Data shown section start

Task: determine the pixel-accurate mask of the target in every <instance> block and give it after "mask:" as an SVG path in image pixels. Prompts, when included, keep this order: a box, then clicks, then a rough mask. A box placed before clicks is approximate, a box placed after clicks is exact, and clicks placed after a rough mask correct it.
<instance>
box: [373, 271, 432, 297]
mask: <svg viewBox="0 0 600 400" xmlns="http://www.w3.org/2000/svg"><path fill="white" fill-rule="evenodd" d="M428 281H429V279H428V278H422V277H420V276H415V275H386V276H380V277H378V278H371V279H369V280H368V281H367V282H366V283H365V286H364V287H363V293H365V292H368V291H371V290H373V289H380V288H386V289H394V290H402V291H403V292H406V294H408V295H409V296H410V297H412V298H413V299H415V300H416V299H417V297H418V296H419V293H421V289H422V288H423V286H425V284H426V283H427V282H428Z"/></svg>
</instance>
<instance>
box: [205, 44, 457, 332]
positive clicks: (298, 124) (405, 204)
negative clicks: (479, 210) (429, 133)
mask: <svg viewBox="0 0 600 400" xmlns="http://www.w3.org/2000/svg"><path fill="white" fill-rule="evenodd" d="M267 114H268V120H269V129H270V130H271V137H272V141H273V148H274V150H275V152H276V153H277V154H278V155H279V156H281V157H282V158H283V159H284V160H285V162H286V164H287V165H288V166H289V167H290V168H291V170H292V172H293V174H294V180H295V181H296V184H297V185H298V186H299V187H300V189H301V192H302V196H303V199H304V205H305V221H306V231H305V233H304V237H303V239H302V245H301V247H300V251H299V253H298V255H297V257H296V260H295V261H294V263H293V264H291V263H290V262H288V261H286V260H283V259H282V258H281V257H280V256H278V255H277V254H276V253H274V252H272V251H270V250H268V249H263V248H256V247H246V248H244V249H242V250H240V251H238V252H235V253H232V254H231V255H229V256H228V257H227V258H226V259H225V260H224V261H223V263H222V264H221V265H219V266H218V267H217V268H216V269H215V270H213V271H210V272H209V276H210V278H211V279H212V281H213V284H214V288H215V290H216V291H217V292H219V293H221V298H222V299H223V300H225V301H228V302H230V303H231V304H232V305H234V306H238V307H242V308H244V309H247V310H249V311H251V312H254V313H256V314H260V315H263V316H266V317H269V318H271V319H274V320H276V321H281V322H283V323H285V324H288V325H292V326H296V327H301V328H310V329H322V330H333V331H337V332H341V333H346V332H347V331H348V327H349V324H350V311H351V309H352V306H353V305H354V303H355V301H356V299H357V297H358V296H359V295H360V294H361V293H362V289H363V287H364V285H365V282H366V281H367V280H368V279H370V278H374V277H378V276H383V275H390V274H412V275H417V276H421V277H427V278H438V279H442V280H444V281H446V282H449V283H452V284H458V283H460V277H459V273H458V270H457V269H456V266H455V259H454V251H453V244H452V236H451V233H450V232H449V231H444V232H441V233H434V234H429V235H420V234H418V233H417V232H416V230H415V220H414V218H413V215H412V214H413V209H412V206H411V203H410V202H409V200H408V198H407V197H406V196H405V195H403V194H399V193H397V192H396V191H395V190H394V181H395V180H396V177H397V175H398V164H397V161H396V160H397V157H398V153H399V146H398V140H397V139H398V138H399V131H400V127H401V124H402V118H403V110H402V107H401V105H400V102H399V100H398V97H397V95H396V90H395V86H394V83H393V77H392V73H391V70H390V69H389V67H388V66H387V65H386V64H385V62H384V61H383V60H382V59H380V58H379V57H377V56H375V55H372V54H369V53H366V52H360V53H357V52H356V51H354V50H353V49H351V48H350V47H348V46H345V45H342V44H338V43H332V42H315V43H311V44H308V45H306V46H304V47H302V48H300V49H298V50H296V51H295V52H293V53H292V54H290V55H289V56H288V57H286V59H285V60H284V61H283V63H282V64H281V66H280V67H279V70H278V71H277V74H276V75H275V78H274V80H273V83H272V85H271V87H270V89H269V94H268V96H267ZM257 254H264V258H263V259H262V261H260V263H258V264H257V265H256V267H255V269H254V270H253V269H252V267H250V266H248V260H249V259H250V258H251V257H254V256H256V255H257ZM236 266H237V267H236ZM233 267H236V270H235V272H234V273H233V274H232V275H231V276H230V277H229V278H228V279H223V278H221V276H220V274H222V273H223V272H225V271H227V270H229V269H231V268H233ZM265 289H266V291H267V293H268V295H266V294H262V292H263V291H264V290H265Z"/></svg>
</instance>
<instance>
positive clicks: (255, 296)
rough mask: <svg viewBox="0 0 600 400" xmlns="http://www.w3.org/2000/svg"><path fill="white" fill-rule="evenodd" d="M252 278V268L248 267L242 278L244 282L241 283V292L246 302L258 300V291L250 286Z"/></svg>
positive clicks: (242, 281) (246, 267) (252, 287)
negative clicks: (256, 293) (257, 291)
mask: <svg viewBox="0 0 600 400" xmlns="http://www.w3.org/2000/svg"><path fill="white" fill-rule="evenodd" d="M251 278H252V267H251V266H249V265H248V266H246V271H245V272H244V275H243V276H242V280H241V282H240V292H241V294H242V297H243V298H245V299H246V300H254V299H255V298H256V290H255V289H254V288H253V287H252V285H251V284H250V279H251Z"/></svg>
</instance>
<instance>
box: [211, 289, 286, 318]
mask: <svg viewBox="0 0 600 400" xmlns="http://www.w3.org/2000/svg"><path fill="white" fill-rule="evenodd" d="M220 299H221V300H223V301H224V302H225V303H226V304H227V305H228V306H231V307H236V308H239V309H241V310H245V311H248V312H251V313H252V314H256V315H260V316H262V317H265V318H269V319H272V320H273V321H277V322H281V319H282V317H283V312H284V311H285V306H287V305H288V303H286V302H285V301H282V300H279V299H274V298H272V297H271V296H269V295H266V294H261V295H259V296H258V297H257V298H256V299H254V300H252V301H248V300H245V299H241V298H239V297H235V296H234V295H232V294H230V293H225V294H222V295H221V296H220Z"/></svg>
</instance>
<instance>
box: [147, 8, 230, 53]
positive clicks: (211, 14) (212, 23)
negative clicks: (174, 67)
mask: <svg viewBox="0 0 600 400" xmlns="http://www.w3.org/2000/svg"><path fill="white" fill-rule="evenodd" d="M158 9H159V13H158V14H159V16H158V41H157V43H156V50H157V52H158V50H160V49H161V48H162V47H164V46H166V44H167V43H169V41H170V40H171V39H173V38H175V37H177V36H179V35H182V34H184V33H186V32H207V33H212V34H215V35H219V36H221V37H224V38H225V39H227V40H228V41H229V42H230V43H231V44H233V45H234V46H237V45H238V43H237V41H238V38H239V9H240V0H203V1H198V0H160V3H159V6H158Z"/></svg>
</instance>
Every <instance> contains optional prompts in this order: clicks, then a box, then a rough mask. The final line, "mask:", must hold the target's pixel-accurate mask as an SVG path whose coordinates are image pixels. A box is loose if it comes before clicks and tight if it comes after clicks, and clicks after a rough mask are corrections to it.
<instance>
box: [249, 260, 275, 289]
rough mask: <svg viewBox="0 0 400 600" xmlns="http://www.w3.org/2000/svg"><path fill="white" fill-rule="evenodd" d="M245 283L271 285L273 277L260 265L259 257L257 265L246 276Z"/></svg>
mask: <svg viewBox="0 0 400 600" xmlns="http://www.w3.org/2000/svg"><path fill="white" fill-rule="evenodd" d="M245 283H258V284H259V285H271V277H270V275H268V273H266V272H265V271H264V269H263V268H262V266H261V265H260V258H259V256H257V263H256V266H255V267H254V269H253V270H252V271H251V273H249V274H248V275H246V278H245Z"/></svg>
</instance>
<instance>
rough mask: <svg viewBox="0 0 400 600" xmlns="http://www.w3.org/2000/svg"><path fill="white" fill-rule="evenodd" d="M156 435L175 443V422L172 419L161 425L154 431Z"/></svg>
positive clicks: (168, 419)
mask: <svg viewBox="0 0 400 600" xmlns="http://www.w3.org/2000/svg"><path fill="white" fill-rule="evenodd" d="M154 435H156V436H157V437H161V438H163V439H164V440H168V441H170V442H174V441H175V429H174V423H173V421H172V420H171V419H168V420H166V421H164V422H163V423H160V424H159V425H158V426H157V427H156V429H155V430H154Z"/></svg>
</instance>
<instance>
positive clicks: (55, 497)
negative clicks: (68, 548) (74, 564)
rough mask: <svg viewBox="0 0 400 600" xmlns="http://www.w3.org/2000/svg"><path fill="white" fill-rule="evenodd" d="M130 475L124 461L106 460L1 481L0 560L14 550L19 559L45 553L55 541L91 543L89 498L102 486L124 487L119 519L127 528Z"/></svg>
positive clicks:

Data shown section end

§ Task goal
Starting at the beginning of the records above and stopping after the line that contains "box: [373, 271, 432, 297]", write those lines out as a numbered list with blank lines left out.

§ Output for this exercise
1. Task: determine the pixel-accurate mask of the target in every <instance> block and give it after "mask:" as an SVG path in image pixels. Prompts, when included, keep this order: a box, then clicks, then a rough mask. A box placed before clicks is approximate, a box placed after clicks is exact, and clicks placed after a rough mask correct it.
2. <instance>
3. box: [373, 271, 432, 297]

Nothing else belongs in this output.